(Working data)

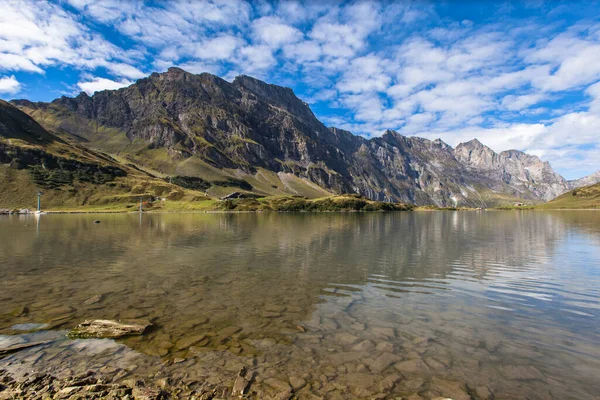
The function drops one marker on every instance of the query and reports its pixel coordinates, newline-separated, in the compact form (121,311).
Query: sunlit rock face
(530,177)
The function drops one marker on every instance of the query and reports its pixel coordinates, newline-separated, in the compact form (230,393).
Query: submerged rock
(108,329)
(242,382)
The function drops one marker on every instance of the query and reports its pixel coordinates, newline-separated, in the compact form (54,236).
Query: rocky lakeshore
(90,385)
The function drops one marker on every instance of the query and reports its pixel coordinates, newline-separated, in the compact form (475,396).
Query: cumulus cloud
(98,84)
(9,85)
(367,66)
(274,32)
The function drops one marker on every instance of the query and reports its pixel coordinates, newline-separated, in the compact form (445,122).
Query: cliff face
(530,177)
(183,124)
(591,179)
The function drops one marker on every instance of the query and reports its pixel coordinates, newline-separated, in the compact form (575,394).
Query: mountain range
(203,133)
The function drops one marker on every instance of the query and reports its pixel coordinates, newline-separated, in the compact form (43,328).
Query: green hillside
(587,197)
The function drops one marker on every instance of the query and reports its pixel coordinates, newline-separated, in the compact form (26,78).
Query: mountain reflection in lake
(461,304)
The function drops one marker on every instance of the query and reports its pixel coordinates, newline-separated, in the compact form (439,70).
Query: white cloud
(218,48)
(515,103)
(274,32)
(9,84)
(256,58)
(98,84)
(125,70)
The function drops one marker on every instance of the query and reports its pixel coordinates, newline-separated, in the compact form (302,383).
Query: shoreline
(416,209)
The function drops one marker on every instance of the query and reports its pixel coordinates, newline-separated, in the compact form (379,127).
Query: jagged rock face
(528,175)
(585,181)
(247,124)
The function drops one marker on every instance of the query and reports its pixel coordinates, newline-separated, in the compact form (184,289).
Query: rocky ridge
(182,124)
(591,179)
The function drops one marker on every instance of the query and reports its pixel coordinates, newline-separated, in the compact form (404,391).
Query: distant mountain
(185,126)
(69,175)
(585,181)
(527,174)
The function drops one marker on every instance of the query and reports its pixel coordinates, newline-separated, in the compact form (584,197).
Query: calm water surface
(461,304)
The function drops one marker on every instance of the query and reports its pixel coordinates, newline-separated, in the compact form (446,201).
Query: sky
(516,75)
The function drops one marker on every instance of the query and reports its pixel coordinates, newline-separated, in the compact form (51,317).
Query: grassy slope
(587,197)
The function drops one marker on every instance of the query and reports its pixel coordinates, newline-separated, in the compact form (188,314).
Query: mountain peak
(278,96)
(473,144)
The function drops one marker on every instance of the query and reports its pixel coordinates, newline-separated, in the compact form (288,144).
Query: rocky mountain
(70,175)
(530,177)
(184,126)
(585,181)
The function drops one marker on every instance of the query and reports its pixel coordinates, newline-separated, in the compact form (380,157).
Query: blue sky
(521,75)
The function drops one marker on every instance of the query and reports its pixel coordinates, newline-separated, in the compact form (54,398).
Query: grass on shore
(587,197)
(274,203)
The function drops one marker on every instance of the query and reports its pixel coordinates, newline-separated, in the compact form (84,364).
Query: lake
(468,304)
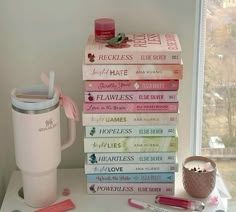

(End Working data)

Exercise prompt :: Please return the whole listing exactly. Do not copy its images.

Task answer ::
The function drops one marker on every instance of the query and reports its pixel coordinates, newline-separated, in the compact form (121,311).
Query: sunlit rock face
(530,177)
The function drops one marker on every instance of the query and reports its pixel coordinates, newline-separated, in the compact form (230,393).
Query: submerged rock
(108,329)
(242,382)
The function drops one marker on every instance of the query and reports its pixel coordinates, newline-separated, in the compact form (54,236).
Query: rocky lakeshore
(90,385)
The function drops one marker on every instance of the query and reports its pixel coordinates, newline-separated, in the compact form (475,396).
Query: cumulus cloud
(98,84)
(9,85)
(367,66)
(274,32)
The function drops one marker on every instance of the query and reports its pixel coordinates, newline-separated, in the compact form (445,122).
Query: cliff face
(530,177)
(183,124)
(591,179)
The function drops one marker on every instance of the query and reports its pixel coordinates, newline-separated, in the compact form (575,394).
Query: mountain range
(203,133)
The function drops one marker on every instance of the query and reports its pixel coordinates, newline-separated, in the compact form (43,328).
Query: green hillside
(587,197)
The function drops one marker on every instance of the query and reports its pixel coordinates, newline-separated, in the compact form (26,78).
Query: mountain reflection in lake
(461,304)
The function drops one marker on every instance of the query and reports its pixel coordinates, newline-separated, in the compact form (439,70).
Query: white cloud
(218,48)
(515,103)
(274,32)
(9,84)
(256,58)
(98,84)
(125,70)
The function drops one marker on every instance of the query and reports its pixel coordinates, newline-separated, in the compact form (302,383).
Query: shoreline
(416,209)
The function drops one marker on every instance of the query and reports its pixel coordinates, newline-separated, in the compact form (379,127).
Query: jagged rock face
(528,175)
(585,181)
(247,124)
The function drops one marker on every instance of the query and reports its pixel coordinates, newline-separated, in the compact form (184,289).
Query: rocky ridge
(182,124)
(591,179)
The function drops one marker on every instance of the query and reports its pixel coordinates, newline-separated, in the compact form (404,391).
Query: distant mountain
(185,126)
(69,175)
(585,181)
(527,174)
The function drops one marker on every instance of the query and reports its pixel coordinates, newline-separated, in the compact form (584,197).
Query: calm water surface
(461,304)
The function drops one marker on every instance of the query and reports its pixel coordinates, newline-separated, in the compact form (446,201).
Query: sky
(516,75)
The function drops one marker on every instance of the query and reports its pixel coordinates, newline-separated, in the compact form (51,317).
Query: grassy slope
(587,197)
The function drops one marker on every instance of the query and reports its pixel coordinates, newline-separated, in the compact form (188,314).
Query: mountain peak
(278,96)
(473,144)
The function drops one marker on every instance of the query and reports its pixel coordinates, newline-separated, in the compact form (288,144).
Query: rocky mountain
(70,175)
(530,177)
(184,126)
(585,181)
The function drops one marker on every instance of the query and reports its pixel coordinates, newline-separated, in the compact form (380,157).
Query: blue sky
(521,75)
The function drops one marker on every instance of the query and reports its pixel coordinates, newline-separated, in the compact form (54,398).
Query: grass on shore
(587,197)
(274,203)
The function drops one marker on every instance of the query and reports its pixel coordinates, newline-separated, in the compact form (84,364).
Query: lake
(468,304)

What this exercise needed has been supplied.